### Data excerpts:
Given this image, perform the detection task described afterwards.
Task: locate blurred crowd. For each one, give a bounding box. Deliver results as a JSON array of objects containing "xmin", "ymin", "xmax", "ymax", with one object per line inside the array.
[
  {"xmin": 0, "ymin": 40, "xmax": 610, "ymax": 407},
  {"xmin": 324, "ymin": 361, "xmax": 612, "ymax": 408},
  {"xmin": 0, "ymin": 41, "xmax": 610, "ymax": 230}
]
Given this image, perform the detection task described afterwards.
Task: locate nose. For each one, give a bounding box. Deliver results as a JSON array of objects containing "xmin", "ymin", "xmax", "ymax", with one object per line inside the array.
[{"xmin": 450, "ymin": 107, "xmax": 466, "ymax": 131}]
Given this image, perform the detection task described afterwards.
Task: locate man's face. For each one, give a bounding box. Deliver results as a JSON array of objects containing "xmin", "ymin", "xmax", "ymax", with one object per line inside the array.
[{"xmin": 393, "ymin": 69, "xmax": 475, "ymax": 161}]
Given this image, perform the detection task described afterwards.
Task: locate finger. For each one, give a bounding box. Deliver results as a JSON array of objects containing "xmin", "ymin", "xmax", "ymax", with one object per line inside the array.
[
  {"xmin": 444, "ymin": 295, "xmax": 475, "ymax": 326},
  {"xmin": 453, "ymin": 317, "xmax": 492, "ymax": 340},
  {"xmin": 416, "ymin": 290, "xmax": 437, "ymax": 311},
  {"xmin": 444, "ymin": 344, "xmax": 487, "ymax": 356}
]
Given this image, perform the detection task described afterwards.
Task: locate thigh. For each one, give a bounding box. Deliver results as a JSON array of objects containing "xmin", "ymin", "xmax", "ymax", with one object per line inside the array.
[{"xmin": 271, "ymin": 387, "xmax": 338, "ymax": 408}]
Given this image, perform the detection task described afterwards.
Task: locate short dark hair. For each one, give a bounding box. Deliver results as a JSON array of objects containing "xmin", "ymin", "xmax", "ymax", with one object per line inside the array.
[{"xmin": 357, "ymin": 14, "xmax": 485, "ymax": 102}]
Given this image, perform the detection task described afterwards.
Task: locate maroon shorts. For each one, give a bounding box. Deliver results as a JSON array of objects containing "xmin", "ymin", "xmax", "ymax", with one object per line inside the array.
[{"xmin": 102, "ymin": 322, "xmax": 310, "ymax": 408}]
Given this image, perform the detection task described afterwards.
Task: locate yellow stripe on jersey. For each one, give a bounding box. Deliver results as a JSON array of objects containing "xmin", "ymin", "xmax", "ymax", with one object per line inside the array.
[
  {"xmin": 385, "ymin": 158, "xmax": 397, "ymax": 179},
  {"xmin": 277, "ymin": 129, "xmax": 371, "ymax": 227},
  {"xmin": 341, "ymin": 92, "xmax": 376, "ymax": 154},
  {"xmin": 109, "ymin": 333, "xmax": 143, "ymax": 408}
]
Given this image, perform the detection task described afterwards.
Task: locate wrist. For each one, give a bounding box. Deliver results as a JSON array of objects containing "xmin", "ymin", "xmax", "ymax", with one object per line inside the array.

### Requirement:
Retype the records above exactly, so that no line differs from its source.

### Reply to the exercise:
Given this image, perform the detection task described afterwards.
Task: locate blurred crowd. For each one, give a bounding box. Deliver results as a JSON array of objects containing "xmin", "ymin", "xmax", "ymax", with one object per line inside the array.
[
  {"xmin": 0, "ymin": 40, "xmax": 610, "ymax": 407},
  {"xmin": 324, "ymin": 361, "xmax": 612, "ymax": 408},
  {"xmin": 0, "ymin": 41, "xmax": 610, "ymax": 230}
]
Given this image, perform the detection task described afterwards.
Task: locate nose. For each one, give a bounding box. Deliver results as a JSON array of objects containing "xmin", "ymin", "xmax", "ymax", with one object per line inside the array.
[{"xmin": 450, "ymin": 107, "xmax": 466, "ymax": 131}]
Given this image, perform the detection task described afterwards.
Task: locate man's face. For each one, give a bounding box. Deliver results as a JSON array of objects containing "xmin", "ymin", "xmax", "ymax", with one object per line inside the array.
[{"xmin": 393, "ymin": 69, "xmax": 475, "ymax": 161}]
Given this image, perform the detection task described afterwards.
Task: locate finger. For each one, give a bounding box. Deliver results as a JSON array of objects containing "xmin", "ymin", "xmax", "ymax", with one object per line inside the array.
[
  {"xmin": 444, "ymin": 295, "xmax": 475, "ymax": 326},
  {"xmin": 453, "ymin": 317, "xmax": 492, "ymax": 340},
  {"xmin": 416, "ymin": 290, "xmax": 437, "ymax": 311},
  {"xmin": 444, "ymin": 344, "xmax": 487, "ymax": 356}
]
Given this image, perform the detection task described afterwards.
Task: locate thigh. For each one, give a bounding box. Deliver results as a JSON array of objects containing "xmin", "ymin", "xmax", "ymax", with one object per line inside the array.
[{"xmin": 271, "ymin": 387, "xmax": 338, "ymax": 408}]
Given this image, perform the detection task described afterwards.
Task: locate short dark hair. For each one, give a bounding box. Deliver results as a JSON array of objects containing "xmin", "ymin", "xmax", "ymax", with one object per line inside the array.
[{"xmin": 357, "ymin": 14, "xmax": 485, "ymax": 102}]
Given this image, perform the detection task described afterwards.
Task: locate maroon shorts. For each one, give a bounding box. Deliver results as a JSON array of objects containing "xmin", "ymin", "xmax", "ymax", with one object per line inside the array.
[{"xmin": 102, "ymin": 322, "xmax": 310, "ymax": 408}]
Given this image, perform the detection task described afterwards.
Task: locate yellow stripe on jersey. For each one, give a bounding box. Deliver results as a JSON array of objects containing "xmin", "ymin", "xmax", "ymax", with one object per line inside the array.
[
  {"xmin": 385, "ymin": 158, "xmax": 397, "ymax": 179},
  {"xmin": 277, "ymin": 129, "xmax": 371, "ymax": 227},
  {"xmin": 341, "ymin": 92, "xmax": 376, "ymax": 154},
  {"xmin": 109, "ymin": 333, "xmax": 143, "ymax": 408}
]
Given this image, perform the detection task described afterwards.
Task: locate wrist. For each one, give a bounding box. Deliver results as a JSON array of objects containing "xmin", "ymin", "xmax", "ymax", with one object per line inside the array.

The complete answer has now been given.